● Extract provided
━━━━

If you want to stick to your opinion that things won't evolve any further, fine, but then the discussion ends here and we'll meet again in several years...

>>More interesting GPUs (programmability) and more interesting CPUs (throughput)
>>are released every major generation. So they're on a collision course. Replacing
>>the IGP with two more CPU cores makes the use of that die area a lot more interesting
>>because they can then be used in combination with the already existing CPU cores.
>
>On the contrary, putting more cores on the chip is boring since they are exactly
>like the existing cores. I mean, it's just a numerical increase. How much more boring can it get?

If I can run *any* software with reasonable efficiency on the die space occupied by the IGP, I call that more interesting than just the ability to run mediocre graphics. Also note it's not just a numerical increase in the number of cores, the cores themselves would also get FMA and gather/scatter to increase the effective throughput.

━━━━

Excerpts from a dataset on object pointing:

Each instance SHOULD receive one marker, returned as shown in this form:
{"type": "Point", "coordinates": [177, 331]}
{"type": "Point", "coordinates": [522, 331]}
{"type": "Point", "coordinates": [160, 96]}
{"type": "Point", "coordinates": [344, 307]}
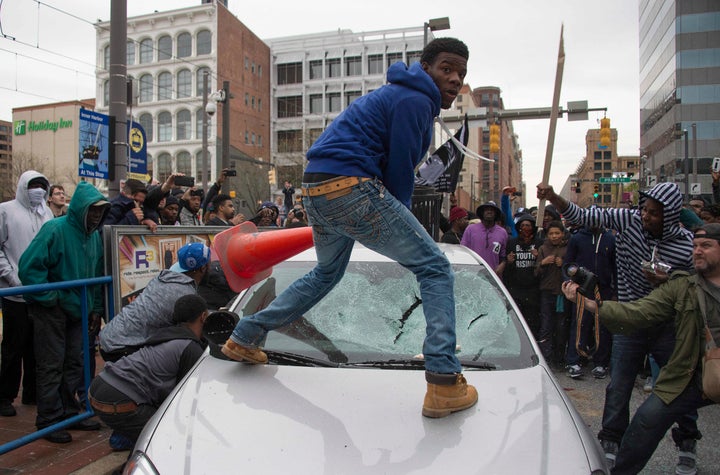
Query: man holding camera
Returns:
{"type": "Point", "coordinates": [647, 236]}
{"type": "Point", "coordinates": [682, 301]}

━━━━

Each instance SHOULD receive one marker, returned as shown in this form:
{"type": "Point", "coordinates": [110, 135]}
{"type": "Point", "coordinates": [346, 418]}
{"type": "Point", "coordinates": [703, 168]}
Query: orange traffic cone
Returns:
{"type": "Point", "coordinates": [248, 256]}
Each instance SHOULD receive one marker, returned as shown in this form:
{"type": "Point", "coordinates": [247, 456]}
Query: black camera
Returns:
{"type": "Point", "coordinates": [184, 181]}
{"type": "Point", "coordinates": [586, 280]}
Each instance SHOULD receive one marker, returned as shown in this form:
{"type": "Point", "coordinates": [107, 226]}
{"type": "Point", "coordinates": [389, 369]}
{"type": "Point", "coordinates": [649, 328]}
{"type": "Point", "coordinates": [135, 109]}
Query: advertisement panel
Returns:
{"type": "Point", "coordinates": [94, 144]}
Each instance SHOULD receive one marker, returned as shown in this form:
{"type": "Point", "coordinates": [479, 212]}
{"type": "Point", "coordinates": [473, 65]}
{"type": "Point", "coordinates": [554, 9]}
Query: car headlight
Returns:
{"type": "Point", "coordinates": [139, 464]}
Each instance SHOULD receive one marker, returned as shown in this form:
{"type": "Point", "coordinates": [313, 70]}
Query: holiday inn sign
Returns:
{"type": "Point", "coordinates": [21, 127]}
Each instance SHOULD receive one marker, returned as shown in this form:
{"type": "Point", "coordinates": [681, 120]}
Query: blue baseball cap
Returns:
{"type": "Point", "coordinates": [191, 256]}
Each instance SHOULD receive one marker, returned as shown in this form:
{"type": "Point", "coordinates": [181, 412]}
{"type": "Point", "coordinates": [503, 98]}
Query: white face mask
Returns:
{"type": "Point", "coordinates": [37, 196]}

━━━━

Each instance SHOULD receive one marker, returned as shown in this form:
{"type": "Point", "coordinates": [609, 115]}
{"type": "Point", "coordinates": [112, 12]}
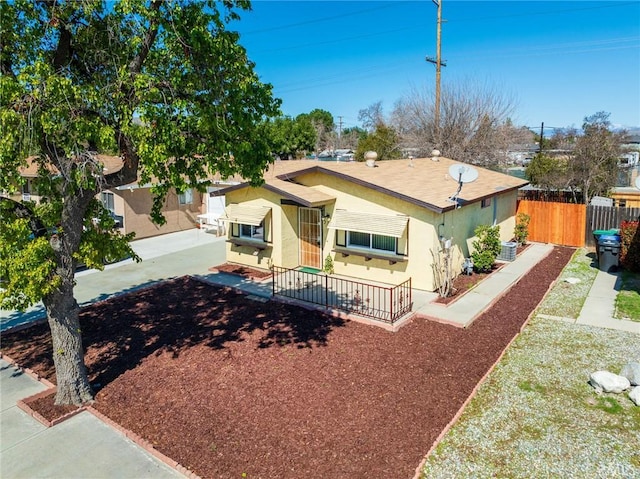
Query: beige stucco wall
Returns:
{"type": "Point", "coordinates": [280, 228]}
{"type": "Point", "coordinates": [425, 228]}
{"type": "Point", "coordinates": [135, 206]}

━━━━

● Task brief
Carry on the forum discussion about swapping the integrated GPU for extra CPU cores, starting right after its final sentence.

● Written response
>If you buy loaves of bread at the store, and see that the manufacturer decided
>to put raisins in the bread, that might be interesting.
>If they just increased the size of the loaf by 1 slice, that's not interesting. That's a boring numerical increase.
>You might prefer it, if raisins aren't your thing. But that doesn't make it interesting.

With all due respect that's a terrible comparison. A heterogeneous architecture is more like a small loaf of bread and a pile of raisins next to it. A homogeneous architecture is actual raisin bread. The fact that this makes it a bigger loaf doesn't mean it's boring.

You can have the best of both worlds with an architecture which is latency and throughput optimized. This is a major benefit for mixed workloads, which would otherwise have to communicate between the heterogeneous cores or perform work on a suboptimal core for the task. This benefit is only getting bigger, because DLP is limited by Amdahl's Law and at the same time software is getting more complex.

>>>>I think I've clarified by now that eventually there's just 'computing'. A homogenous
>>>>CPU with FMA and gather/scatter can handle both latency-sensitive and high-throughput
>>>>workloads (and most applications are a complex mix of these). So the main thing separating the markets is price.
>>>
>>>There are many market segments separated by more than price, and your refusal to see them is baffling.
>>
>>Other than CPUs and GPUs, which are converging, I don't see what else could be
>>relevant to the discussion. So instead of implying I refuse to see them, why don't you show them?
>
>So you want a list of market segments, eh?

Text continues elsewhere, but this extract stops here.